Exercise directions
List every line in the records below that contains the string "clock", matching case exactly.

● ● ● ● ●

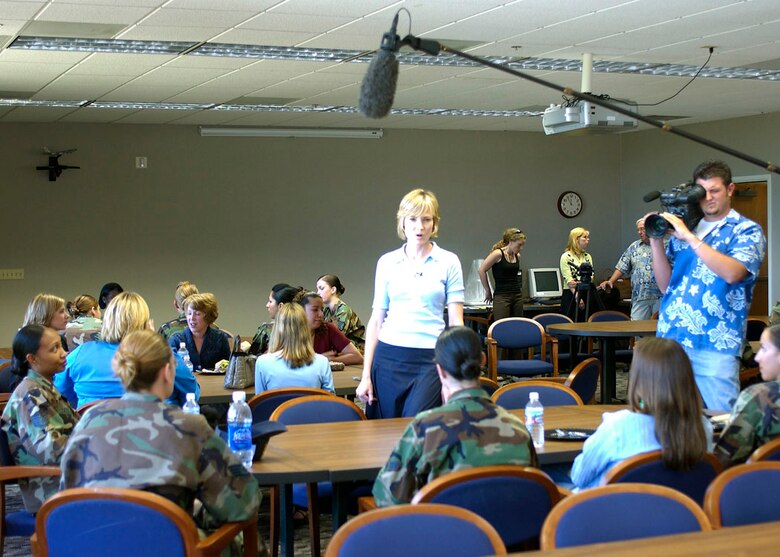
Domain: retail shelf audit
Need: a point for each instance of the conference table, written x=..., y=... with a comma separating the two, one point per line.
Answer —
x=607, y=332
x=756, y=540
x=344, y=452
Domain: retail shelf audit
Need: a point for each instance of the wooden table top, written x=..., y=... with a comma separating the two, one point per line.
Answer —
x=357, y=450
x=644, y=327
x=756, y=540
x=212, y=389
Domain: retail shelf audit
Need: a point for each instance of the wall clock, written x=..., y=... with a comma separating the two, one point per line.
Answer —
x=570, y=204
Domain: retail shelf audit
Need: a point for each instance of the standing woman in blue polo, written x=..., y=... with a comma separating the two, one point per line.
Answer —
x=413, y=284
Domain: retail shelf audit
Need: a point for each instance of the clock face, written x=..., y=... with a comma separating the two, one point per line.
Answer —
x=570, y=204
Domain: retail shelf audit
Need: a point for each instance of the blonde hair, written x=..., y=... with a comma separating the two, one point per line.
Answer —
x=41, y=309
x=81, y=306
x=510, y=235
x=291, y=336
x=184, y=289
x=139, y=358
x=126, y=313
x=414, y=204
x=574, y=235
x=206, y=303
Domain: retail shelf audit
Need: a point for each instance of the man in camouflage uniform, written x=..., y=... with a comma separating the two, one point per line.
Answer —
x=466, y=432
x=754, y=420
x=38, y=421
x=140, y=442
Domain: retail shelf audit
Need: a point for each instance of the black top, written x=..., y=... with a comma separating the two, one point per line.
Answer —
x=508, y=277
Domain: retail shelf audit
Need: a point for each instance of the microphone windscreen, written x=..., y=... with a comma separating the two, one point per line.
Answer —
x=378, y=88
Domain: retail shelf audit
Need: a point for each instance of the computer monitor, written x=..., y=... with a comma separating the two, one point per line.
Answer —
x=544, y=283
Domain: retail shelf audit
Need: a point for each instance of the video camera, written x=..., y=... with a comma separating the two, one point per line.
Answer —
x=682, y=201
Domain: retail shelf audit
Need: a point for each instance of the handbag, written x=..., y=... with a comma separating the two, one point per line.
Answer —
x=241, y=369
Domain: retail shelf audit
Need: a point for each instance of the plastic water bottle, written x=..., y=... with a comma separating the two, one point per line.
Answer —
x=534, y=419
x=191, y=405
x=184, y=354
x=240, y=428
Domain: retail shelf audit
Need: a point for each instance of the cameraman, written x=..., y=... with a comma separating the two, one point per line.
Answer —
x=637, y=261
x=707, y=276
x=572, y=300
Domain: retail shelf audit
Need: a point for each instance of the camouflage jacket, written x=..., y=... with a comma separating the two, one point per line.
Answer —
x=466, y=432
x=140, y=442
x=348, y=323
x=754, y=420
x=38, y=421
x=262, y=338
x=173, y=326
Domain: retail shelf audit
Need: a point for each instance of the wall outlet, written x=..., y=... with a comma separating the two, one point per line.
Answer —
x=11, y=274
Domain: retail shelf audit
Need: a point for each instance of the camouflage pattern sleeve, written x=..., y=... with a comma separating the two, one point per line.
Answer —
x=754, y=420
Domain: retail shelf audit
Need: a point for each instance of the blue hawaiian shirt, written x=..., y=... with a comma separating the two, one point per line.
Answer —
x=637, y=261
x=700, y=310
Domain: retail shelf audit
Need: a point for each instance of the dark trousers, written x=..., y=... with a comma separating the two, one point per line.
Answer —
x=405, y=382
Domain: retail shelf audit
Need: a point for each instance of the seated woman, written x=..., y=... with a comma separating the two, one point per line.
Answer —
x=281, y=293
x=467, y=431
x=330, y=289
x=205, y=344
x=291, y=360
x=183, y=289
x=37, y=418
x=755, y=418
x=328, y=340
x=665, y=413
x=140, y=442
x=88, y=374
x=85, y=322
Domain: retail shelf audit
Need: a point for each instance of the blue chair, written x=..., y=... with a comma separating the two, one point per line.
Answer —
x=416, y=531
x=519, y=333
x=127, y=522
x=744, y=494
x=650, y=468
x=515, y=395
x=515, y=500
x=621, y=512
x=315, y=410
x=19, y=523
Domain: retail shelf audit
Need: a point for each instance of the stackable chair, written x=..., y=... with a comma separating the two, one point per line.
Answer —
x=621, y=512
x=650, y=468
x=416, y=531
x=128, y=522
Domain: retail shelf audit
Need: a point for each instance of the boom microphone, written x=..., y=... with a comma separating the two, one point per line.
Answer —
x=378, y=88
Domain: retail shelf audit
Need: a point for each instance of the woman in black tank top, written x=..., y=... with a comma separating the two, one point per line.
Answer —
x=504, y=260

● ● ● ● ●

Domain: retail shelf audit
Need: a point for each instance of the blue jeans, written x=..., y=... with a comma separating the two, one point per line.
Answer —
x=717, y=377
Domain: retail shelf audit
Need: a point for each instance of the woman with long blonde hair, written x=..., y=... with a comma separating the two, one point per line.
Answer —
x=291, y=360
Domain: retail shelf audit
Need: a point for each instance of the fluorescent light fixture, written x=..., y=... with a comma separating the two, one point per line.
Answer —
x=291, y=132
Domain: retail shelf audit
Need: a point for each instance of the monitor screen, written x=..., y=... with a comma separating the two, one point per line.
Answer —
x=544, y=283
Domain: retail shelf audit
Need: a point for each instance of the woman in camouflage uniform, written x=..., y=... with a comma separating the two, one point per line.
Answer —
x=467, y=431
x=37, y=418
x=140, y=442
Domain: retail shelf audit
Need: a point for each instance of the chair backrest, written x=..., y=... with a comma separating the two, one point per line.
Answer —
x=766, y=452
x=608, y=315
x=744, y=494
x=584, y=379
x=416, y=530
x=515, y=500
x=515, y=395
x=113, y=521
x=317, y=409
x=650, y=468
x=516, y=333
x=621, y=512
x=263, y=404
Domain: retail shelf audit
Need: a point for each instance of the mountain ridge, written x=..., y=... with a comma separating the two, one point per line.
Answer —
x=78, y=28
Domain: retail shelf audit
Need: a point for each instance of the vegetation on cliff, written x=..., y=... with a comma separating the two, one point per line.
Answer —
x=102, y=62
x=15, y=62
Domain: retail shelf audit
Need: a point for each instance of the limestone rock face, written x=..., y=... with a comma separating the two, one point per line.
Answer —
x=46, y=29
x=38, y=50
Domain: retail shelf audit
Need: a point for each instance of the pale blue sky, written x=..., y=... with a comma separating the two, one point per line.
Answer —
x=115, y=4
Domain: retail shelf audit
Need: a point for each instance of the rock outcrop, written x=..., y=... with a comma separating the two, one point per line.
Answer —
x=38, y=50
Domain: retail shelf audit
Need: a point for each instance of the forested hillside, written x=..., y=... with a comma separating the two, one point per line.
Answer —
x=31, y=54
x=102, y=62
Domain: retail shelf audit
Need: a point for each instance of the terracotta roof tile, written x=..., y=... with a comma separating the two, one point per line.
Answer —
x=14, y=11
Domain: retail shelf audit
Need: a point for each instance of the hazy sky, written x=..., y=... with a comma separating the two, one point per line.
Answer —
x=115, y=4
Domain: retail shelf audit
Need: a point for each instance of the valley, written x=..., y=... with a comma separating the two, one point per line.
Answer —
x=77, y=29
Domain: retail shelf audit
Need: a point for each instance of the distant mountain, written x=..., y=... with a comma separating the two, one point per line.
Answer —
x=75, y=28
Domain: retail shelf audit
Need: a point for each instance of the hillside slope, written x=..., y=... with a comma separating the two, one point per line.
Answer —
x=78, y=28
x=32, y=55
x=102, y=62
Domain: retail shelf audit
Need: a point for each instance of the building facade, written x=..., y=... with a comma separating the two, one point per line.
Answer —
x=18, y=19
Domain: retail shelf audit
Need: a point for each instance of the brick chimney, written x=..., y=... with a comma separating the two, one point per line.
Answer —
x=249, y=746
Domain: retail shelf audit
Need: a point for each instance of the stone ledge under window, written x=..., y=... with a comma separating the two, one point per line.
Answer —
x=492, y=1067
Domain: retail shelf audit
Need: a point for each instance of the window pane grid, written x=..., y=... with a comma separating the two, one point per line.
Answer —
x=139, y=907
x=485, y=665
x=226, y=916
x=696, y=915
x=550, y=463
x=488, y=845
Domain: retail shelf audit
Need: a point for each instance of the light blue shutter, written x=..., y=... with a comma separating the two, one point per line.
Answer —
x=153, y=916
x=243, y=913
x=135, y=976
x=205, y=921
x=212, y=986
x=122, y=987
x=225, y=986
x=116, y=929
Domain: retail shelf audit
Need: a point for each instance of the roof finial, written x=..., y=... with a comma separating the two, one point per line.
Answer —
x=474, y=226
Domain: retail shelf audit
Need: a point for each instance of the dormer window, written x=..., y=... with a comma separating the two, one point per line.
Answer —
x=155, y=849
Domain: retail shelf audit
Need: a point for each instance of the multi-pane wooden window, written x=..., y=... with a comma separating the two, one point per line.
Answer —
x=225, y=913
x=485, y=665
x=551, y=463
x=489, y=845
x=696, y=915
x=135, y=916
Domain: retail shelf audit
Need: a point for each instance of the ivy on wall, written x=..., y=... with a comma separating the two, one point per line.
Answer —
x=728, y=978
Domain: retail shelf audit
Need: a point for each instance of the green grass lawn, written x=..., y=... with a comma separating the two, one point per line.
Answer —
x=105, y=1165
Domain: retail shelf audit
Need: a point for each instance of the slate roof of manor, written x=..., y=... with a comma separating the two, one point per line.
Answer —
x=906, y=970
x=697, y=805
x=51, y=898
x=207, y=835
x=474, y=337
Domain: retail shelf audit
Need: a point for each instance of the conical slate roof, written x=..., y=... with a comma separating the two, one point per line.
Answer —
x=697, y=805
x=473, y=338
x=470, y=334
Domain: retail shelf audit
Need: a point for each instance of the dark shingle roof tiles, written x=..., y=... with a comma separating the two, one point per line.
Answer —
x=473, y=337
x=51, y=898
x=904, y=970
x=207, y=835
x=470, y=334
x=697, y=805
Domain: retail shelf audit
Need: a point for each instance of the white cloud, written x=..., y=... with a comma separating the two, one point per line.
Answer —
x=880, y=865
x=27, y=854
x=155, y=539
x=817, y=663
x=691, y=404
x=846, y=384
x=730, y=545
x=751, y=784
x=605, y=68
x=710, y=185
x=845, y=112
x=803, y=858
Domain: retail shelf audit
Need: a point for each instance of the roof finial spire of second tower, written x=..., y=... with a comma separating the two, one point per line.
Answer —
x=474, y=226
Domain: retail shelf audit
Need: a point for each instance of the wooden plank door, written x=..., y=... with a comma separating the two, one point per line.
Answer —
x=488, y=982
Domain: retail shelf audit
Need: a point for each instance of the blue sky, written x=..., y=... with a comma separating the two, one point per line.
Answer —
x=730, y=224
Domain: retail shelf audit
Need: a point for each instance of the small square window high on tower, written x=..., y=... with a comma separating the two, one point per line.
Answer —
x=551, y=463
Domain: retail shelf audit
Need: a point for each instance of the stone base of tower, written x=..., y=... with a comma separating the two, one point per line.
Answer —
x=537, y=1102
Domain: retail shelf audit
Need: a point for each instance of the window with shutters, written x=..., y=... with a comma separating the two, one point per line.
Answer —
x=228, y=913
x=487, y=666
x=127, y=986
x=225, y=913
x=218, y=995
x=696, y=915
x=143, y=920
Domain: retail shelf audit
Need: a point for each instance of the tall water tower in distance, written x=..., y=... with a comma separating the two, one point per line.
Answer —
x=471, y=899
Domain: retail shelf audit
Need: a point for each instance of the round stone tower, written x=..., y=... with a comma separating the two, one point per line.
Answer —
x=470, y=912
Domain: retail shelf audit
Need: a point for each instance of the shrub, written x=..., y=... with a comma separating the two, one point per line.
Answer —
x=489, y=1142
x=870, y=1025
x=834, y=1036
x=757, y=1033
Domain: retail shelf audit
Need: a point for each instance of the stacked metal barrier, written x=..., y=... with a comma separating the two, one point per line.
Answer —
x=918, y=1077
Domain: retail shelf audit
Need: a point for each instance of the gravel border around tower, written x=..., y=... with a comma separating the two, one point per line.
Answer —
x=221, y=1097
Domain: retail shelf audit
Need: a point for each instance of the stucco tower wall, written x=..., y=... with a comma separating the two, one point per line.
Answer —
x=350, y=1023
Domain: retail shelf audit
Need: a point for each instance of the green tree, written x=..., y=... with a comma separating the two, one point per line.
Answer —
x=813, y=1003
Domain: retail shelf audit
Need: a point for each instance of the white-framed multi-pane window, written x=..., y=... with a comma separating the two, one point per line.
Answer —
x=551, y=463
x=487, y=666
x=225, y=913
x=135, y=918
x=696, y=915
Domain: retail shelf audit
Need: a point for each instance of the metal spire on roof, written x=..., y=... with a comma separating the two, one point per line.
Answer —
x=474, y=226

● ● ● ● ●

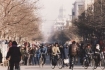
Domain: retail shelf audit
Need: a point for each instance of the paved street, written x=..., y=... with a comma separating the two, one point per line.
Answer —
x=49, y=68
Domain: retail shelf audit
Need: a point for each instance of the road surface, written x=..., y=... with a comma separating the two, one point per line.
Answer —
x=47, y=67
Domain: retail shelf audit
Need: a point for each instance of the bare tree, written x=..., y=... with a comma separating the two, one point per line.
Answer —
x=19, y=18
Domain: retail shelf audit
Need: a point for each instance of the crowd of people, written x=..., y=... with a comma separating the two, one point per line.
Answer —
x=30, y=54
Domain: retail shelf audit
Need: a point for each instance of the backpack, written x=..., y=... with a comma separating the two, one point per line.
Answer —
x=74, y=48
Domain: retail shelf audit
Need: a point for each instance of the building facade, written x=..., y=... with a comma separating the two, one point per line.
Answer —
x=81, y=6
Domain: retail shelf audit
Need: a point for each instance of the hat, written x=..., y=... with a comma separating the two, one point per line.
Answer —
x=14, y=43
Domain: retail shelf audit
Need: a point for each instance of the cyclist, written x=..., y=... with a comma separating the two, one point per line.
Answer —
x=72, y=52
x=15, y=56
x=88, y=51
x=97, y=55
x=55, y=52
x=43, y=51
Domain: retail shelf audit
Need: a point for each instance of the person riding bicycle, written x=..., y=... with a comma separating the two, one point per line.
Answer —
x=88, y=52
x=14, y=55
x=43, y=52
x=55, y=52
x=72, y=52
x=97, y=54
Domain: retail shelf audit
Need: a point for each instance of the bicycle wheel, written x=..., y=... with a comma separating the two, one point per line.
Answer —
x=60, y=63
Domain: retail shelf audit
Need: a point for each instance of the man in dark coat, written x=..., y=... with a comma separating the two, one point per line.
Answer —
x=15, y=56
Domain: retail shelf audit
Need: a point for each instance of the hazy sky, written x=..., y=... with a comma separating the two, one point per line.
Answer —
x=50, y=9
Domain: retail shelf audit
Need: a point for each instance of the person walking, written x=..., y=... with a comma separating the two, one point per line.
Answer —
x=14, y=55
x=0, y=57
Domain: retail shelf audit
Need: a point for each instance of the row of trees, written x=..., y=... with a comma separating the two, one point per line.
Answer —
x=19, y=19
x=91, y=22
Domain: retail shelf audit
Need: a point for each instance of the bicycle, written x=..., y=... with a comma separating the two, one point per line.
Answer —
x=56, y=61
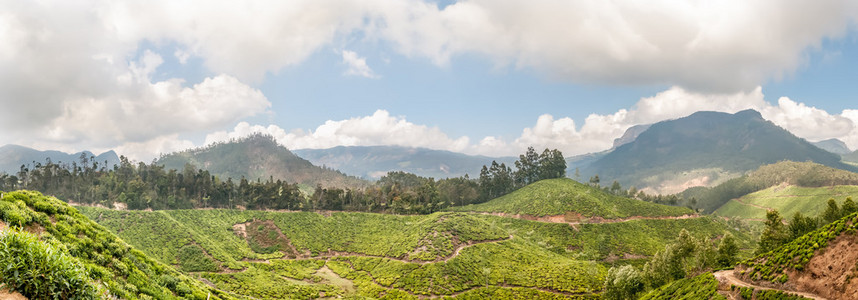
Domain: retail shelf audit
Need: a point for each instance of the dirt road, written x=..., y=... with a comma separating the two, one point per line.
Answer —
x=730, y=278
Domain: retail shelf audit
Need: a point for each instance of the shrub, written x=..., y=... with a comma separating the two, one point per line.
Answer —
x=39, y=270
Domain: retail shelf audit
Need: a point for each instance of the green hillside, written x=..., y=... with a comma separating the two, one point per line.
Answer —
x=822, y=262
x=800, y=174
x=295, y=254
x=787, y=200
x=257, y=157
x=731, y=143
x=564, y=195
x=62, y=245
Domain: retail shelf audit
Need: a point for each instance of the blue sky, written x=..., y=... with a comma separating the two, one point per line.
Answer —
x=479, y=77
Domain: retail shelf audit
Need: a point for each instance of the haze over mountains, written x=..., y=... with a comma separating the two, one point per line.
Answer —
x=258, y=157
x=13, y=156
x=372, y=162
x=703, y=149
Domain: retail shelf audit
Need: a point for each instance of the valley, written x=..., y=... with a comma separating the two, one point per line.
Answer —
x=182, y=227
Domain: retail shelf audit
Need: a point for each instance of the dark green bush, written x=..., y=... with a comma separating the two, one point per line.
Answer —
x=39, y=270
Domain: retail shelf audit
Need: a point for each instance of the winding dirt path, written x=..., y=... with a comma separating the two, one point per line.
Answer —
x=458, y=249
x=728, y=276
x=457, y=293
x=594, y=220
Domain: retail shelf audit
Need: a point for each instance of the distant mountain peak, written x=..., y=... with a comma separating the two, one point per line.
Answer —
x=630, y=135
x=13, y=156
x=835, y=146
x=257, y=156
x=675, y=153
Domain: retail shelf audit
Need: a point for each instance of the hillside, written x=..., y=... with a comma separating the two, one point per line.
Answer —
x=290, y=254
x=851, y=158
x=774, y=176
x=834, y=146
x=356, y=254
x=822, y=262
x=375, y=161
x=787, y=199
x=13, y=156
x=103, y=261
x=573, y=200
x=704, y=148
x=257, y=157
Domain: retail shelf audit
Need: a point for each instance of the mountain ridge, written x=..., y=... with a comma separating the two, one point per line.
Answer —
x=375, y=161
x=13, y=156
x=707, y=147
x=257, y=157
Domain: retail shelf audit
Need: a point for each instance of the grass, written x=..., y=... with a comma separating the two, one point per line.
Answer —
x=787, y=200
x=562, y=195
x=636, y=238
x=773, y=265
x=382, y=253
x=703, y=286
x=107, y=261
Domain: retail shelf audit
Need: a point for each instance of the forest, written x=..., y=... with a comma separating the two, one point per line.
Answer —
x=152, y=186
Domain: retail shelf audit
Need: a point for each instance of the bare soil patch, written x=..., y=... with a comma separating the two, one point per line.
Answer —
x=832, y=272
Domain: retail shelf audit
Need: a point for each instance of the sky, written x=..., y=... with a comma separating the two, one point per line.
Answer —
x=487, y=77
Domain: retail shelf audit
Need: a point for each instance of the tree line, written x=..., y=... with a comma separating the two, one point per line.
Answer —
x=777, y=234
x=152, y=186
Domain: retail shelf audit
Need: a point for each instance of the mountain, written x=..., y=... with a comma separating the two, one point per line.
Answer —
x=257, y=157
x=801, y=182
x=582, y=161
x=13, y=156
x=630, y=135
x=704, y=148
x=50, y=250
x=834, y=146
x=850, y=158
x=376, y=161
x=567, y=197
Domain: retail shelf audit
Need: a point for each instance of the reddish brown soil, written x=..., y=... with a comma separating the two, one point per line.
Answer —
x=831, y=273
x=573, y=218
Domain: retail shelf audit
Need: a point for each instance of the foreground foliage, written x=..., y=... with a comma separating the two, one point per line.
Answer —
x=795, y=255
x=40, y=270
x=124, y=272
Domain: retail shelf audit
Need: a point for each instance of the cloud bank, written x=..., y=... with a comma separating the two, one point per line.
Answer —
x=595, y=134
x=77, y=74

● ● ● ● ●

Finished task
Need: a point for each instance of the wall clock, written x=..., y=... with a comma separating the two, one point per line.
Need: a point for each instance of the clock face, written x=..., y=... with a comma separating the two, one point per line.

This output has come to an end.